**** Text under study
William Shakespeare, wearing the mask of an imaginary Prince of Denmark – Hamlet by name – suggested that human knowledge is limited.
“There are more things in heaven and Earth, Horatio, than are dreamt of in your philosophy.”
Each of us lives alone in a private, perceptual reality. We can communicate with one another only to the degree that our perceptual realities overlap.
There is an objective reality, but we humans are ill-equipped to experience it.
The degree to which you understand the limitations of your private reality is the degree to which you are self-aware.
Dr. Jorge Martins de Oliveira is Director of Neurosciences at the University of Brazil, on the Editorial Board of Brain & Mind magazine, and is the author of “Principles of Neuroscience.”
This is what he has to say about Perceptual Reality:
“Our perception does not identify the outside world as it really is, but the way that we are allowed to recognize it, as a consequence of transformations performed by our senses. We experience electromagnetic waves, not as waves, but as images and colors. We experience vibrating objects, not as vibrations, but as sounds. We experience chemical compounds dissolved in air or water, not as chemicals, but as specific smells and tastes. Colors, sounds, smells and tastes are products of our minds, built from sensory experiences. They do not exist, as such, outside our brain. Actually, the universe is colorless, odorless, insipid and silent.”
“Although you and I share the same biological architecture and function, perhaps what I perceive as a distinct color and smell is not exactly equal to the color and smell you perceive. We may give the same name to similar perceptions, but we cannot know how they relate to the reality of the outside world. Perhaps we never will.”
Dr. Roger Sperry won the Nobel Prize in 1981 for discovering that we don’t have one brain divided into two hemispheres, as much as we have two separate, competing brains. Sperry was able to demonstrate that we have a logical, rational, sequential, deductive-reasoning (SCIENTIFIC) Left Brain, and a romantic, artistic, connection-seeking, pattern-finding, (ARTS & HUMANITIES) Right Brain. He said,
“Each hemisphere of the brain is indeed a conscious system in its own right, perceiving, thinking, remembering, reasoning, willing, and emoting, all at a characteristically human level, and… both the left and the right hemisphere may be conscious simultaneously in different, even in mutually conflicting, mental experiences that run along in parallel.”
********
- _Things to do_
[1] Transcribe the stretch of the perceptual reality text from "William Shakespeare, wearing" through "to experience it.".
[2] Pick up the text on perceptual reality after its final sentence and write the next part.
The items that follow have no connection to the text on perceptual reality.
**** The data
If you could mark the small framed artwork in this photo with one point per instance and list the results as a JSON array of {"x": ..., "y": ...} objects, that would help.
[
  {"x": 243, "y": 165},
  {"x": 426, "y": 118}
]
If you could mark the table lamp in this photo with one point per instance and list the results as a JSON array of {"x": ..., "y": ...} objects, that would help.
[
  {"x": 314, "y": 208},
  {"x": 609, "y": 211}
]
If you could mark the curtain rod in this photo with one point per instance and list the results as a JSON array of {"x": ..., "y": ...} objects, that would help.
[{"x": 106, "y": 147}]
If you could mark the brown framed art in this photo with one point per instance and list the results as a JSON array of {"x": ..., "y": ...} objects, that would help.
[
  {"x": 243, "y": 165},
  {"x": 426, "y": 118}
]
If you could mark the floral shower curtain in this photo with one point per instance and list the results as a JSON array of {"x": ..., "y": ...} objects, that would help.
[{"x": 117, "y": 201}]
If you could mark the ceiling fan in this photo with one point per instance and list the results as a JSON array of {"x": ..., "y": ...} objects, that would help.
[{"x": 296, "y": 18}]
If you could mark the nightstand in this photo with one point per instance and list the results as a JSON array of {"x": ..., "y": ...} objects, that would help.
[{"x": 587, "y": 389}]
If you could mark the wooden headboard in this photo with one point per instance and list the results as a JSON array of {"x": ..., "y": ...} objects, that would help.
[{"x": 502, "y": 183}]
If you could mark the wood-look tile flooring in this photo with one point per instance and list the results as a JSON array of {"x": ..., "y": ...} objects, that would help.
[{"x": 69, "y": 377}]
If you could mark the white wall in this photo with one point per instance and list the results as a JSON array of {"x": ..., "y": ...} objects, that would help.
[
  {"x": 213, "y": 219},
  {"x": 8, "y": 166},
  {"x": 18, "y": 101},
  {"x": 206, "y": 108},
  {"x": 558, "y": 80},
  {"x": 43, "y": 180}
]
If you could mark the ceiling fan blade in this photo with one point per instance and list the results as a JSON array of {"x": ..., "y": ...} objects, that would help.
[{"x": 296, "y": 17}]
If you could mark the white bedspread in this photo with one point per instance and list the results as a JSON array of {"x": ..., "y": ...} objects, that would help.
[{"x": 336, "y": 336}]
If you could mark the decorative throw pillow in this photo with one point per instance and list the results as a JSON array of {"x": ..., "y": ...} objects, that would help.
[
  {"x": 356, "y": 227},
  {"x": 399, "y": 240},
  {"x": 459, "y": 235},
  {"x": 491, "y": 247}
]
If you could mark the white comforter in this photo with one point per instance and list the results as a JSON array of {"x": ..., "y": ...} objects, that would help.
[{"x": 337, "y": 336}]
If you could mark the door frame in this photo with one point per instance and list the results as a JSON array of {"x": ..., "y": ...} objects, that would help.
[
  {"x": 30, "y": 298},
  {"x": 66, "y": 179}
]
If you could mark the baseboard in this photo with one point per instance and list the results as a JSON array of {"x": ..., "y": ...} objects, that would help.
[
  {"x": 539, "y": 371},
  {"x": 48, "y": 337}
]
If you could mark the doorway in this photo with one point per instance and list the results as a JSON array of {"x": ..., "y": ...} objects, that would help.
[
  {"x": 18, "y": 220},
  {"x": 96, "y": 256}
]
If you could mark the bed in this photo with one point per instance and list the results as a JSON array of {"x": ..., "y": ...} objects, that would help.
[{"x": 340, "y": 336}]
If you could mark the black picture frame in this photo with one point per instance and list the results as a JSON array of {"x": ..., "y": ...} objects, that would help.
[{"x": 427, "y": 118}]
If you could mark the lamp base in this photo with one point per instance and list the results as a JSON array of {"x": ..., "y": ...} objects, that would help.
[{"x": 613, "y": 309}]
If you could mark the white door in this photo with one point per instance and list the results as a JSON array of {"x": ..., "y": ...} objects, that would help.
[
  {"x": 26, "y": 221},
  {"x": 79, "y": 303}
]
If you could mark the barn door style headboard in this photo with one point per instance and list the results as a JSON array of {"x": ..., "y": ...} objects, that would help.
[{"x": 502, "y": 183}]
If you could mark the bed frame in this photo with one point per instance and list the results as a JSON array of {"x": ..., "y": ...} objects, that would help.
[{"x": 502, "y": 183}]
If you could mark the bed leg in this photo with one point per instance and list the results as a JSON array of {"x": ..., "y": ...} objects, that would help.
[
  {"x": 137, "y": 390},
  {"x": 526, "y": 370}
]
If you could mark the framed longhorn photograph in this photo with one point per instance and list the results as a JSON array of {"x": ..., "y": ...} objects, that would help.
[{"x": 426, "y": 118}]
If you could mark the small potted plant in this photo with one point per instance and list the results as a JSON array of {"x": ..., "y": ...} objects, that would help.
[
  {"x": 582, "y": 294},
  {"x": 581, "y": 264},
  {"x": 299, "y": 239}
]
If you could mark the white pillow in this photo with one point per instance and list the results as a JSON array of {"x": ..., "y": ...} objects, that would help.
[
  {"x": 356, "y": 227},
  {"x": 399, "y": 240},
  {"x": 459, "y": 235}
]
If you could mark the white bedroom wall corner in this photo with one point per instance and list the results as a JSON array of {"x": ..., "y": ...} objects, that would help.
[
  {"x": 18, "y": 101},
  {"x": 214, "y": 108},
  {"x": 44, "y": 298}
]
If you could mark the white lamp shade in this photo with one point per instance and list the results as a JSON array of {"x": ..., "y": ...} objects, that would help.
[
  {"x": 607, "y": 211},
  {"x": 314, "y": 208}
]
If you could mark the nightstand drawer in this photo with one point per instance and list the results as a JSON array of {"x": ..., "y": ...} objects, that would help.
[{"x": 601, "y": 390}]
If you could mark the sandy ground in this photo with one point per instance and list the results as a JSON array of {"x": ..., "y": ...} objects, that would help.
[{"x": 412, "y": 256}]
********
**** The data
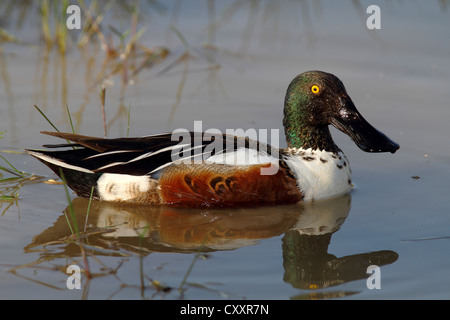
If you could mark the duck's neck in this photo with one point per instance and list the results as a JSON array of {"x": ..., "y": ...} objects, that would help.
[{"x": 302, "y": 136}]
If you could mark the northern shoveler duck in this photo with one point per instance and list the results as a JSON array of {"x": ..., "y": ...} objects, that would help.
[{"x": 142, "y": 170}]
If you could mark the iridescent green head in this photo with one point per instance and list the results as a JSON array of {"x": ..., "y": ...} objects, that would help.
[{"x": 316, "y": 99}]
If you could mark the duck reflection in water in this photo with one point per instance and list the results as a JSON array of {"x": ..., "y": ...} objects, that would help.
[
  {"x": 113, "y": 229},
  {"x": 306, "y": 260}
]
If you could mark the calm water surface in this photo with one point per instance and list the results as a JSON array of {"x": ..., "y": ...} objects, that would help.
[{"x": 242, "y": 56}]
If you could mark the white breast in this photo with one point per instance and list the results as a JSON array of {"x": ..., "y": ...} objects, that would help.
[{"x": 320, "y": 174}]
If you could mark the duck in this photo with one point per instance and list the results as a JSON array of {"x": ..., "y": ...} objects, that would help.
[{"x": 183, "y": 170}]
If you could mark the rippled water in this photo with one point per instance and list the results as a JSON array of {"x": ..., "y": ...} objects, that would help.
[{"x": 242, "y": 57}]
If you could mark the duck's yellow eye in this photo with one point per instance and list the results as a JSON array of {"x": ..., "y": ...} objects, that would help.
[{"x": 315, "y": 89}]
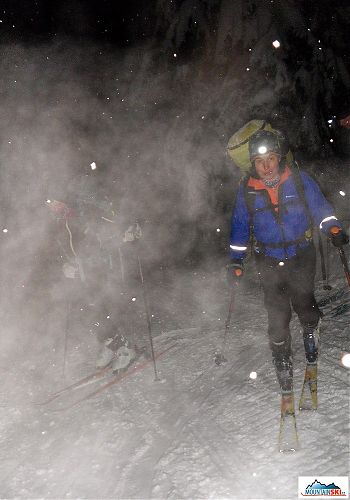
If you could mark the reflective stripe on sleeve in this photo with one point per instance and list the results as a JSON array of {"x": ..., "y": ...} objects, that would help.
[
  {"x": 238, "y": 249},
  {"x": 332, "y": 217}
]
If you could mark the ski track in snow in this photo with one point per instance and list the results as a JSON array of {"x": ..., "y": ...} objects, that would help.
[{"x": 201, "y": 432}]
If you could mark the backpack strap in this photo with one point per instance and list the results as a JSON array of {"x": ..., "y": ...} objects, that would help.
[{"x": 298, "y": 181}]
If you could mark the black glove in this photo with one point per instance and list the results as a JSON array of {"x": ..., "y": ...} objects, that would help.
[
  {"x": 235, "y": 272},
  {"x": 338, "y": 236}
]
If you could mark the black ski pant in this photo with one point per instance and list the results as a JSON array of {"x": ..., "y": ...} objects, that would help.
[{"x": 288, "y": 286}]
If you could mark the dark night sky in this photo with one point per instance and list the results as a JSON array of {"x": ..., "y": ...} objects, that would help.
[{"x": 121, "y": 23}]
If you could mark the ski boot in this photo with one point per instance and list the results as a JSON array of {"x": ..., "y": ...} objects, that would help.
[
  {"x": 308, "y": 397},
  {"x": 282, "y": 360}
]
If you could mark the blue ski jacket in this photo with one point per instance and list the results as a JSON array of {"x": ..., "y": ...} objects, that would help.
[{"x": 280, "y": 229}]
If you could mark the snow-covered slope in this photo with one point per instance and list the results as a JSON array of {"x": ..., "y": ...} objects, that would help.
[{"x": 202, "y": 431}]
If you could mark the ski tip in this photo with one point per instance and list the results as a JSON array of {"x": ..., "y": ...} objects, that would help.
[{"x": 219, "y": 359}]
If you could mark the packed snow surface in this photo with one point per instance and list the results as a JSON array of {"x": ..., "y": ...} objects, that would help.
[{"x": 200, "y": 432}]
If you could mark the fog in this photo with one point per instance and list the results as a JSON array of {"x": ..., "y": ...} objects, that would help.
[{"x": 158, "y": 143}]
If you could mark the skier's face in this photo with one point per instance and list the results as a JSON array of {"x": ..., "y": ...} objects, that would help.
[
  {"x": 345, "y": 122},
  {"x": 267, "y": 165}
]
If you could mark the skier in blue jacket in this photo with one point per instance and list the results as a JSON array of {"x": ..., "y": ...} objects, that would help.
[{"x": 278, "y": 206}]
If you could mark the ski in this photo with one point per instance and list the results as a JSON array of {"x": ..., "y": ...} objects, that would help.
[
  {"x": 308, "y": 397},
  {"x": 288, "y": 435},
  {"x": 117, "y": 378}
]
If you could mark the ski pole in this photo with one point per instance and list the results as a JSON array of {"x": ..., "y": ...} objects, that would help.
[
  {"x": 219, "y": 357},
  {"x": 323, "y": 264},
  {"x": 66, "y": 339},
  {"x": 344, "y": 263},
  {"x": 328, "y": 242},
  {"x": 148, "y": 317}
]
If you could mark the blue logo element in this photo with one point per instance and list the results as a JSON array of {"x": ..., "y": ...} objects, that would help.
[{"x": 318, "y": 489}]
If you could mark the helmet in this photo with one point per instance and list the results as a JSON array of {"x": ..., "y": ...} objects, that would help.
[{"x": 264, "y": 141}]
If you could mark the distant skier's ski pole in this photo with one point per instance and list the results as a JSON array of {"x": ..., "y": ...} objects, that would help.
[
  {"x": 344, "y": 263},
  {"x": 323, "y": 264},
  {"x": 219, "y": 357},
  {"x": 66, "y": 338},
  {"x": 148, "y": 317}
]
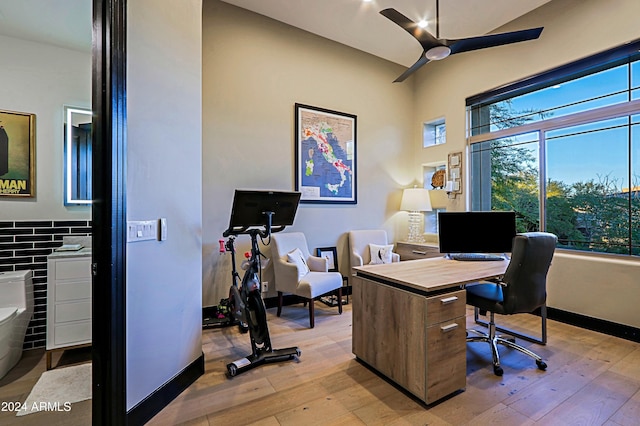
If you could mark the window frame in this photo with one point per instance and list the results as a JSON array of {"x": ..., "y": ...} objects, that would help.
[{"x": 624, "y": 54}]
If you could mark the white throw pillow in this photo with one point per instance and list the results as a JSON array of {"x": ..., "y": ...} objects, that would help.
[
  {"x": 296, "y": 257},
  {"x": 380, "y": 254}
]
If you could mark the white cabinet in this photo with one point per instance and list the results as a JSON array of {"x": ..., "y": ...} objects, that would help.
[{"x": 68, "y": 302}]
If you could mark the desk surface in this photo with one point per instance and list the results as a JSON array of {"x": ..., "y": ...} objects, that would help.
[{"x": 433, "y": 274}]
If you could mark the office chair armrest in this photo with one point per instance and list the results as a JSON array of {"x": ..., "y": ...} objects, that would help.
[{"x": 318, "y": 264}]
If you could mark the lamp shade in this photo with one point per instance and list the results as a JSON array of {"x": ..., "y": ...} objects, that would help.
********
**** The data
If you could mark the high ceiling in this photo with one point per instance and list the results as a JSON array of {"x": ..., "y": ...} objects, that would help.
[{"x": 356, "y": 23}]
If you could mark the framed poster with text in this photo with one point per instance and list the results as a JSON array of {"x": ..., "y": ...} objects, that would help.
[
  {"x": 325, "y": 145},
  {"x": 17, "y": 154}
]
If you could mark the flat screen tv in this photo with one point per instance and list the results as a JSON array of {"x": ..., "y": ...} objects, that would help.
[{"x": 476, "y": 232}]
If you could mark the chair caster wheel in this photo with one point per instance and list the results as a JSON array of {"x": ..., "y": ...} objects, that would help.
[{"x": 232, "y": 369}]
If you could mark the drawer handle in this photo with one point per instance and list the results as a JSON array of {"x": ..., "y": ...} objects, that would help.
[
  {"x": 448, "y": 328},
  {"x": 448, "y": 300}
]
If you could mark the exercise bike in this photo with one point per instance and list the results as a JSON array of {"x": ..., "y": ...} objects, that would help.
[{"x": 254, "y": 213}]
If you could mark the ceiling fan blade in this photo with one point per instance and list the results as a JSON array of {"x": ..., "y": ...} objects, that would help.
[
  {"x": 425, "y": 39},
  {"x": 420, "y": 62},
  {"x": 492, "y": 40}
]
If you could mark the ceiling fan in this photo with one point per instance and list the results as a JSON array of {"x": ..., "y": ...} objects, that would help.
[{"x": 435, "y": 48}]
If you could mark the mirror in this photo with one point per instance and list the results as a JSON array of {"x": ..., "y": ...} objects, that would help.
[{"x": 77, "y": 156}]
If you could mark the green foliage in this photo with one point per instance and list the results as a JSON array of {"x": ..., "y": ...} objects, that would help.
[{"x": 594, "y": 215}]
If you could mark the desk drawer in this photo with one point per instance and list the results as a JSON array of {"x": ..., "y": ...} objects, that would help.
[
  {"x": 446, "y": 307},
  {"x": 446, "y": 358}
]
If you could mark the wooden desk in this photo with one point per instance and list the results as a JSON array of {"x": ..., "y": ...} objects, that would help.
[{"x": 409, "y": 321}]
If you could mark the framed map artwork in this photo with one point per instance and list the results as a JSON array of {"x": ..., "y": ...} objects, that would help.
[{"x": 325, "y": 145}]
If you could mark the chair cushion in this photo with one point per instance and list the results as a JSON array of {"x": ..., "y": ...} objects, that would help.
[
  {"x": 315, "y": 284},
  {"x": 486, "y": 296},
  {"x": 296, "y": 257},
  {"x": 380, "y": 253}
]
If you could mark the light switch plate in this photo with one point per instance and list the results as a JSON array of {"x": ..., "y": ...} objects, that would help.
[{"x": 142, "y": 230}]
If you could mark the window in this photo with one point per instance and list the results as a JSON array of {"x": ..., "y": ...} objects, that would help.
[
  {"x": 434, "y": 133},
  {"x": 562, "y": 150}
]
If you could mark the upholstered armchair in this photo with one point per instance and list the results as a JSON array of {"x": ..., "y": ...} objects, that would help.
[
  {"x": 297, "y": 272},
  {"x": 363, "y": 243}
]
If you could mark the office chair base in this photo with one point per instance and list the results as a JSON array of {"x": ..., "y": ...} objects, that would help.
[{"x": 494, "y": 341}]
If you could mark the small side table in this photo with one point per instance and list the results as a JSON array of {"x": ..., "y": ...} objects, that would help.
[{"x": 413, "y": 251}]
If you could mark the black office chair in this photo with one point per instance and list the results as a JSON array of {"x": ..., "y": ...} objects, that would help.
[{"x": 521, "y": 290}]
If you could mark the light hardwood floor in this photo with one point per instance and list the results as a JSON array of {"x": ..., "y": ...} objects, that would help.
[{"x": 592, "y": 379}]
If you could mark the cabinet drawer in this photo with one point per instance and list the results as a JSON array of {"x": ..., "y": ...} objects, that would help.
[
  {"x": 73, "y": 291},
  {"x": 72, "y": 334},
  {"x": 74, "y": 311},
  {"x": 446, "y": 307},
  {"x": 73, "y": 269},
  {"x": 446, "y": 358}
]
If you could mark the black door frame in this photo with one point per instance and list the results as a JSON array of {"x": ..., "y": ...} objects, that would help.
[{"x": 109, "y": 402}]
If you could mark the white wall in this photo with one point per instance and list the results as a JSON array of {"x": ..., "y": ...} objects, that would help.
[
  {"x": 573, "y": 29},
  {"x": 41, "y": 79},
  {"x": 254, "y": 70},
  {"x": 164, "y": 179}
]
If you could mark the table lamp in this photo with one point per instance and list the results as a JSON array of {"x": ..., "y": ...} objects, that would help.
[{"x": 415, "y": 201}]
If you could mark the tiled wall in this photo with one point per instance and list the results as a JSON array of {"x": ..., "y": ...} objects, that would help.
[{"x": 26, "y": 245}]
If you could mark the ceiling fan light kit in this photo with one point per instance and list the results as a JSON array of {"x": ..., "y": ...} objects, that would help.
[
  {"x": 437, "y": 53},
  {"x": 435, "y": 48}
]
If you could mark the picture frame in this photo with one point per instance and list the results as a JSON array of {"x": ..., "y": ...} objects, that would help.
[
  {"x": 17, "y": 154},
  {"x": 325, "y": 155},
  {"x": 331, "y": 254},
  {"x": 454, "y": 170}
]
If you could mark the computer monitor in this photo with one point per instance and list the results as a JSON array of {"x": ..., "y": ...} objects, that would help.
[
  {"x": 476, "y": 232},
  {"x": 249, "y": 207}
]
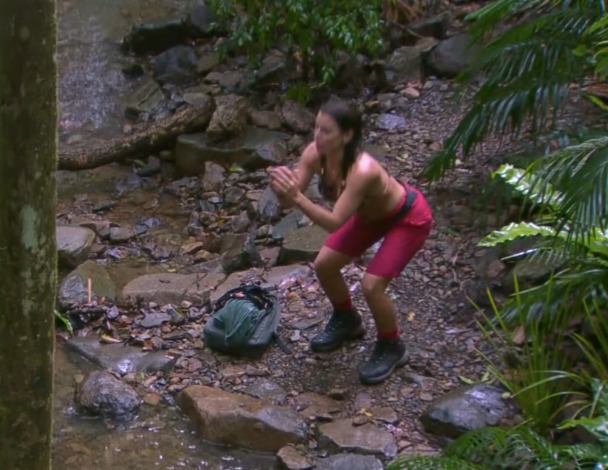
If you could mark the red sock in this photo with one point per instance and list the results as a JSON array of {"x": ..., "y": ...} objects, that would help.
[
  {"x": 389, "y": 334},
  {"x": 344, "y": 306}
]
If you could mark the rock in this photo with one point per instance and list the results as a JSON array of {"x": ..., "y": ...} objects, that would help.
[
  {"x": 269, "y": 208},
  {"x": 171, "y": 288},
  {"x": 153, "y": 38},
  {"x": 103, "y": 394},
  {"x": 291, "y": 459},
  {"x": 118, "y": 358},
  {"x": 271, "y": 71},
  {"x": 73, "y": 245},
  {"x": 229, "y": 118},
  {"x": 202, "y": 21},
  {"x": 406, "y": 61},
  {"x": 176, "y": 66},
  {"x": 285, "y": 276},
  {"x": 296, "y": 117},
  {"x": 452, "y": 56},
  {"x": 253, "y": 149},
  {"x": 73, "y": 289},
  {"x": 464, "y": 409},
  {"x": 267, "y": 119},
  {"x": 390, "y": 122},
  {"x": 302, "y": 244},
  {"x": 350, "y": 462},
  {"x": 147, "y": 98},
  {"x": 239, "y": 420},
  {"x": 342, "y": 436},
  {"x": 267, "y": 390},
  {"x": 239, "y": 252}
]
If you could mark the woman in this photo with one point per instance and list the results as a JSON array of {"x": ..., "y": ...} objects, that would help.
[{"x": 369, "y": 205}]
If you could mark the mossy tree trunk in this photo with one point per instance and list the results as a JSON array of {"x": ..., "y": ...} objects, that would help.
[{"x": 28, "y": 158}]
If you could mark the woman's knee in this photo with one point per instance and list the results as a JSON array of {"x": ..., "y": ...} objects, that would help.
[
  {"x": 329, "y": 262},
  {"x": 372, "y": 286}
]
********
- _Solved problems_
[1]
William Shakespeare, wearing the mask of an imaginary Prince of Denmark – Hamlet by name – suggested that human knowledge is limited.
“There are more things in heaven and Earth, Horatio, than are dreamt of in your philosophy.”
Each of us lives alone in a private, perceptual reality. We can communicate with one another only to the degree that our perceptual realities overlap.
There is an objective reality, but we humans are ill-equipped to experience it.

[2]
Did you notice it? The Left and the Right hemispheres can have “simultaneous, mutually conflicting, mental experiences.” You can have a single experience and walk away with two opinions of what just happened!
“In fact, romanticism and science are good for each other… The scientist keeps the romantic honest and the romantic keeps the scientist human.”
– Tom Robbins
But what happens if the Left Hemisphere completely ignores the voice of the Right Hemisphere? What happens if the Right ignores the the Left?
C. P. Snow published “The Two Cultures and the Scientific Revolution” in 1959. He believed that Science and the Humanities were the driving forces of western society, but they were splitting us into a society of “two cultures.”
Looking back over the culture war that has increasingly devoured us these past 20 years, it would appear that C.P. Snow was right.
In May of 2023 the world renowned neuroscientist Dr. Iain McGilchrist was discussing the (SCIENTIFIC) Left Brain, and the (ARTS & HUMANITIES) Right Brain when he said,
“Something I discovered in medical school, was that this corpus callosum, this connecting band, spent at least half its time, if not more, sending messages to the other hemisphere, ‘You keep out of this, I’m dealing with it.’ So it wasn’t so much facilitating as inhibiting. Primates have more inhibiting neurons than any other mammal and humans have more inhibiting neurons than any primate. In fact, about 19% of the human brain consists of inhibitory neurons telling us where we may not go, which is the important part that resistance, negation, plays in creation.”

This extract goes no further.